Material provided:
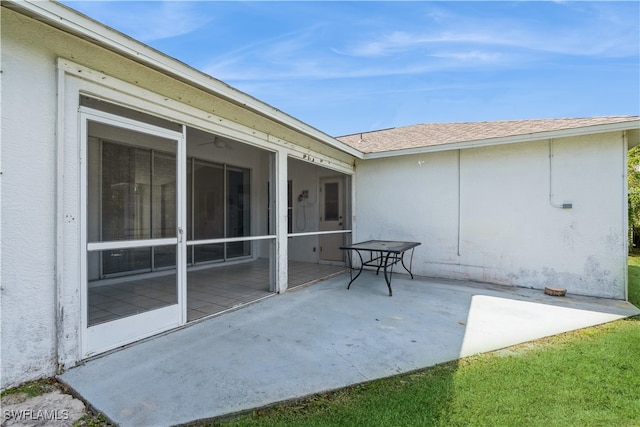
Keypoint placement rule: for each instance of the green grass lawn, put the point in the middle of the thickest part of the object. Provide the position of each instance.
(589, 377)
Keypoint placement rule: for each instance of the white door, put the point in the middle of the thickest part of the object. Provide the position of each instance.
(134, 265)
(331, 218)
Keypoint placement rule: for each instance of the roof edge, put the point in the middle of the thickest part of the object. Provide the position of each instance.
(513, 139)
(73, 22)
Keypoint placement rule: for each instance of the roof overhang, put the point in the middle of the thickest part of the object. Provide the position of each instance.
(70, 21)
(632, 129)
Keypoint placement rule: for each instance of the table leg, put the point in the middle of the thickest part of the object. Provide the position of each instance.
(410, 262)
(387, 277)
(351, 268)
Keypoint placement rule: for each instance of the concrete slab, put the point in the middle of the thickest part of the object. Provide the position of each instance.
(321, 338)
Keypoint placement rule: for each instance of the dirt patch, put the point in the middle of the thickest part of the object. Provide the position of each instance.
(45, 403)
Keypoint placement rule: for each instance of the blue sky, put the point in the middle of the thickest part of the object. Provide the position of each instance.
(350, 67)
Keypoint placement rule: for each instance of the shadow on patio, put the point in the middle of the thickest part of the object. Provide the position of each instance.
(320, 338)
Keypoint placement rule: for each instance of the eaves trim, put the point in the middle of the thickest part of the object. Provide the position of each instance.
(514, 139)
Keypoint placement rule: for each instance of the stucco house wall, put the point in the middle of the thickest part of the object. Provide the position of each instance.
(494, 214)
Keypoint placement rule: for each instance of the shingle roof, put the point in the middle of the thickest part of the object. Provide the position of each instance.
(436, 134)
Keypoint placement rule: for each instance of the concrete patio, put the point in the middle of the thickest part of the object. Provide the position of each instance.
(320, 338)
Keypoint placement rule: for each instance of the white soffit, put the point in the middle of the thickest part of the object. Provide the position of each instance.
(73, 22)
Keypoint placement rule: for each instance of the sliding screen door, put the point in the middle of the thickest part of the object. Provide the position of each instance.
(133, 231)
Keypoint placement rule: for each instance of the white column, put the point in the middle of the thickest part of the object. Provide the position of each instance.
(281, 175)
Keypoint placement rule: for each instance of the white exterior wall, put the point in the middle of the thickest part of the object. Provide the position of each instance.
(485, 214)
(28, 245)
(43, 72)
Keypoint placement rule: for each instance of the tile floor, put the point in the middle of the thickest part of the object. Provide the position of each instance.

* * *

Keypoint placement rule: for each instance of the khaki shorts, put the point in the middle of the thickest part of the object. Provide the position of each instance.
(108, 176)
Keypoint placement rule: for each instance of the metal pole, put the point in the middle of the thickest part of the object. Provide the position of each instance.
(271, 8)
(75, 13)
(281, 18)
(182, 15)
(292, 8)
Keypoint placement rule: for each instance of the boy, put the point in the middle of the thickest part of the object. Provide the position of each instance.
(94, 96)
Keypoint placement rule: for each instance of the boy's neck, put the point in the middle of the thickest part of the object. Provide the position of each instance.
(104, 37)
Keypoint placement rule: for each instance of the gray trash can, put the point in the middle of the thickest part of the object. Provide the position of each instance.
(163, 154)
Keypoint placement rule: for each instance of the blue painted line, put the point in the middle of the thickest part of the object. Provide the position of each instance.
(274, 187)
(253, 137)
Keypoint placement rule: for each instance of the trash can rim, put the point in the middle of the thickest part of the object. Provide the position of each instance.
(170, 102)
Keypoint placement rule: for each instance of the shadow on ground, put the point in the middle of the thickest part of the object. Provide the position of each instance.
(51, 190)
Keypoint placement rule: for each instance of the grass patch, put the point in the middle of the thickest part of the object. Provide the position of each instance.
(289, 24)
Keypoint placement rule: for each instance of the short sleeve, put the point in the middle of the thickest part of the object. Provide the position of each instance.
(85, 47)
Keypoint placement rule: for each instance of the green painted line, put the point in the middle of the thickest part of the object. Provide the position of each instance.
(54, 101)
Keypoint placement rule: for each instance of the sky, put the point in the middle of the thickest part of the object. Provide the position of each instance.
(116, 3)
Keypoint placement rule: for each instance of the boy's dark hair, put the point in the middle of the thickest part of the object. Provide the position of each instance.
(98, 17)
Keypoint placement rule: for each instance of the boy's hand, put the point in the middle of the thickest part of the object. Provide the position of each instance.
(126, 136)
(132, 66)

Problem description: Rewrite everything from the line that contains "white column, put" down to the line that contains "Keypoint placement rule: for each instance of the tile", swapping "white" for "ivory" and leaving all else the same.

Answer to this exercise:
Keypoint placement rule: for each instance of the ivory column, put the point in the middle of the thickest part of the object. Provide the position of each instance.
(281, 175)
Keypoint placement rule: for each instance of the ivory exterior wall, put the point in the middle of the thickest part of the object. Provide the position of each instance.
(485, 214)
(28, 245)
(43, 72)
Keypoint placement rule: for each instance of the tile floor, put the point in the middle of the thickest part of the object. Provide the position of each instance.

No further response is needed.